Written problem 1>
In the blog posts, who fixed the secret spoiler bug in ObHack 006b?
Written problem 2>
Reproduce the part of the blog posts that begins at the words "http://samiam.org/slump/secret-spoiler.patch" and stops after "this blog posting).".

Supplied passage>
--- begin ---

It is available here for download:

http://samiam.org/chessv

Saturday, September 26, 2009

Spanish accents for US keyboard update

I’ve slightly updated the keyboard layout for my US-keyboard-with-Spanish-accents design to make it easier to input typographic quotes.

The page where I link to this keyboard layout is here:

http://samiam.org/typing.spanish.characters.html

And the download is:

http://samiam.org/es-us-20090926.zip

Thursday, September 24, 2009

ObHack secret spoiler bug fixed by Fritz

A while ago I found a bug in ObHack 006b which I decided wasn’t worth the time to fix.

Well, Fritz has fixed this bug. I have a patch at the following location:

http://samiam.org/slump/secret-spoiler.patch

Note that this patches cleanly against 006b, but does not patch cleanly against Fritz’s ObHack 006.4 release. I am sure Frtiz’s next ObHack release will have this bug fixed.

Wednesday, September 23, 2009

I’ve been sick; Spanish keyboard update

I’ve been sick these last few days, so I haven’t been able to make as much progress with Deadwood as I would have liked. However, this morning I finally got around to updating my “US-English with Spanish accents” keyboard for Windows to have the ¡ work correctly, and to have a number of other symbols that I like to use (such as real quotes, as you can see in this blog posting).

The page where I link to this keyboard layout is here:

http://samiam.org/typing.spanish.characters.html

And the download is:

http://samiam.org/es-us-20090923.zip

Sunday, September 20, 2009

Deadwood minor update

I have posted a minor update to Deadwood today. I'm just taking a couple of days to get psychologically in "finish Deadwood" mode and ramp up to spending all my geek time developing the code.

--- end ---

Provided information>
--- begin ---

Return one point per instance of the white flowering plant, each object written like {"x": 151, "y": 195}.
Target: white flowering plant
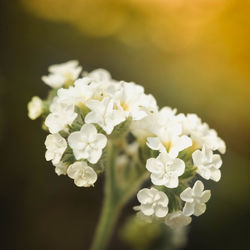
{"x": 99, "y": 125}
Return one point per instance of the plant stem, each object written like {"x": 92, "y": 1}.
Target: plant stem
{"x": 111, "y": 207}
{"x": 114, "y": 200}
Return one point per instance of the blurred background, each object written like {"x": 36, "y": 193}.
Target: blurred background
{"x": 193, "y": 55}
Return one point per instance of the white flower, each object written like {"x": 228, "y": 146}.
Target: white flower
{"x": 165, "y": 170}
{"x": 98, "y": 75}
{"x": 153, "y": 202}
{"x": 60, "y": 168}
{"x": 61, "y": 115}
{"x": 56, "y": 146}
{"x": 105, "y": 113}
{"x": 133, "y": 100}
{"x": 87, "y": 143}
{"x": 83, "y": 175}
{"x": 168, "y": 131}
{"x": 177, "y": 219}
{"x": 60, "y": 74}
{"x": 195, "y": 199}
{"x": 207, "y": 163}
{"x": 201, "y": 133}
{"x": 35, "y": 108}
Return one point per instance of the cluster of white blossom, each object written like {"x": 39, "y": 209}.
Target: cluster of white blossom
{"x": 83, "y": 113}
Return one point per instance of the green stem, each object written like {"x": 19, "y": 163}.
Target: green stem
{"x": 111, "y": 208}
{"x": 114, "y": 200}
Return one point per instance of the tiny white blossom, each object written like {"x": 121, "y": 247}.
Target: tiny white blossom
{"x": 61, "y": 115}
{"x": 201, "y": 133}
{"x": 35, "y": 108}
{"x": 195, "y": 199}
{"x": 133, "y": 100}
{"x": 153, "y": 202}
{"x": 105, "y": 113}
{"x": 208, "y": 164}
{"x": 55, "y": 145}
{"x": 83, "y": 175}
{"x": 177, "y": 219}
{"x": 62, "y": 73}
{"x": 60, "y": 168}
{"x": 98, "y": 75}
{"x": 165, "y": 170}
{"x": 87, "y": 143}
{"x": 168, "y": 131}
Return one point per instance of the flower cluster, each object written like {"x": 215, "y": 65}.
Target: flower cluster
{"x": 87, "y": 112}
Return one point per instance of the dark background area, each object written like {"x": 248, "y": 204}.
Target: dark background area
{"x": 194, "y": 57}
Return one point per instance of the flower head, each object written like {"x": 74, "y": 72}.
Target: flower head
{"x": 105, "y": 113}
{"x": 165, "y": 170}
{"x": 35, "y": 107}
{"x": 61, "y": 168}
{"x": 87, "y": 143}
{"x": 83, "y": 175}
{"x": 62, "y": 114}
{"x": 207, "y": 163}
{"x": 177, "y": 220}
{"x": 153, "y": 202}
{"x": 56, "y": 146}
{"x": 60, "y": 74}
{"x": 195, "y": 199}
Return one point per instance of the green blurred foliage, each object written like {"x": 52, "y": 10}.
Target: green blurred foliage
{"x": 192, "y": 55}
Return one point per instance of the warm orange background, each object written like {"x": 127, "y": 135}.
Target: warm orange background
{"x": 193, "y": 55}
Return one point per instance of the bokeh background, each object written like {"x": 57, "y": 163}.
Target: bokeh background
{"x": 193, "y": 55}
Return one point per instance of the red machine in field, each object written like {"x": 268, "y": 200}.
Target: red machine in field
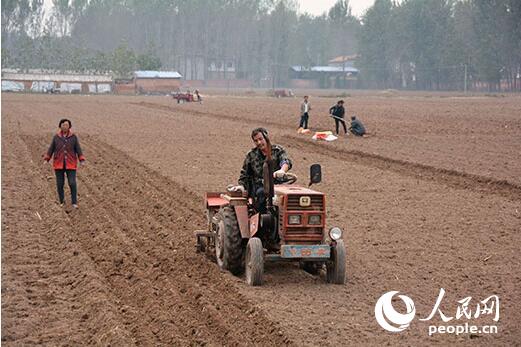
{"x": 183, "y": 97}
{"x": 238, "y": 234}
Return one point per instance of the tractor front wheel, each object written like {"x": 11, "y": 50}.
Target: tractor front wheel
{"x": 228, "y": 242}
{"x": 254, "y": 262}
{"x": 336, "y": 267}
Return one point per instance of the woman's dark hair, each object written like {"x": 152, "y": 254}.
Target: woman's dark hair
{"x": 259, "y": 130}
{"x": 63, "y": 121}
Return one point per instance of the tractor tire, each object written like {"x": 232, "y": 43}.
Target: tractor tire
{"x": 311, "y": 267}
{"x": 254, "y": 262}
{"x": 229, "y": 248}
{"x": 336, "y": 267}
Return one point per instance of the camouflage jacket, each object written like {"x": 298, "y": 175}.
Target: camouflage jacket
{"x": 251, "y": 174}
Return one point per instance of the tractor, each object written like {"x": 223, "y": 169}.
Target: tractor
{"x": 183, "y": 97}
{"x": 238, "y": 236}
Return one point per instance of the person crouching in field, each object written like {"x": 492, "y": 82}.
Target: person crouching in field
{"x": 65, "y": 150}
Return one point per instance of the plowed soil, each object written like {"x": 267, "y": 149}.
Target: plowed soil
{"x": 431, "y": 200}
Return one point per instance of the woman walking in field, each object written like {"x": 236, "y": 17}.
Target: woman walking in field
{"x": 66, "y": 151}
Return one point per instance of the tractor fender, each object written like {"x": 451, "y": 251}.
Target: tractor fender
{"x": 241, "y": 211}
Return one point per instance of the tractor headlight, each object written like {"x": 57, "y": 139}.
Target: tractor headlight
{"x": 335, "y": 233}
{"x": 315, "y": 219}
{"x": 295, "y": 219}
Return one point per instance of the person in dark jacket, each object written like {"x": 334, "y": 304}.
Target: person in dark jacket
{"x": 357, "y": 128}
{"x": 337, "y": 112}
{"x": 305, "y": 107}
{"x": 251, "y": 177}
{"x": 66, "y": 151}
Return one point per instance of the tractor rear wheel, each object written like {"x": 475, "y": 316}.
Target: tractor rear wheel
{"x": 336, "y": 267}
{"x": 254, "y": 262}
{"x": 228, "y": 242}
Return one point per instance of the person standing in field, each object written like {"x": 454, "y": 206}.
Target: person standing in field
{"x": 357, "y": 128}
{"x": 337, "y": 112}
{"x": 305, "y": 107}
{"x": 66, "y": 151}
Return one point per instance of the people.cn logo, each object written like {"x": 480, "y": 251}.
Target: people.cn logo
{"x": 388, "y": 317}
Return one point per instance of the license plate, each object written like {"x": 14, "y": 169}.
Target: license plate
{"x": 303, "y": 251}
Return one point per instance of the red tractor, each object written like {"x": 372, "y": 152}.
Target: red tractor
{"x": 238, "y": 235}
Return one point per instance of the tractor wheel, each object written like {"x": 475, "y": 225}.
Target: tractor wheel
{"x": 254, "y": 262}
{"x": 336, "y": 267}
{"x": 311, "y": 267}
{"x": 228, "y": 242}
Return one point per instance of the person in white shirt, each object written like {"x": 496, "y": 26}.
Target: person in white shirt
{"x": 305, "y": 107}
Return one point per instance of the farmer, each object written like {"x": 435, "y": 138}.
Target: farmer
{"x": 337, "y": 112}
{"x": 305, "y": 107}
{"x": 251, "y": 177}
{"x": 198, "y": 96}
{"x": 357, "y": 128}
{"x": 65, "y": 150}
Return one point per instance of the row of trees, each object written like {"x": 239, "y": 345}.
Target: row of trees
{"x": 263, "y": 37}
{"x": 424, "y": 44}
{"x": 441, "y": 44}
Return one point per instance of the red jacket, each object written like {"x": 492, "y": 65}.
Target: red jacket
{"x": 66, "y": 150}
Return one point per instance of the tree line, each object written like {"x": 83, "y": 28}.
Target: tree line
{"x": 414, "y": 44}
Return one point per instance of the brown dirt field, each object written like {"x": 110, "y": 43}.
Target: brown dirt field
{"x": 432, "y": 200}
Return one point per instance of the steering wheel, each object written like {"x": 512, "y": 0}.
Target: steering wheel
{"x": 288, "y": 178}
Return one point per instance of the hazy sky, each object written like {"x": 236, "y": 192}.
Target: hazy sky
{"x": 317, "y": 7}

--- end ---

Task response 1>
Fritz

Task response 2>
http://samiam.org/slump/secret-spoiler.patch

Note that this patches cleanly against 006b, but does not patch cleanly against Fritz’s ObHack 006.4 release. I am sure Frtiz’s next ObHack release will have this bug fixed.

Wednesday, September 23, 2009

I’ve been sick; Spanish keyboard update

I’ve been sick these last few days, so I haven’t been able to make as much progress with Deadwood as I would have liked. However, this morning I finally got around to updating my “US-English with Spanish accents” keyboard for Windows to have the ¡ work correctly, and to have a number of other symbols that I like to use (such as real quotes, as you can see in this blog posting).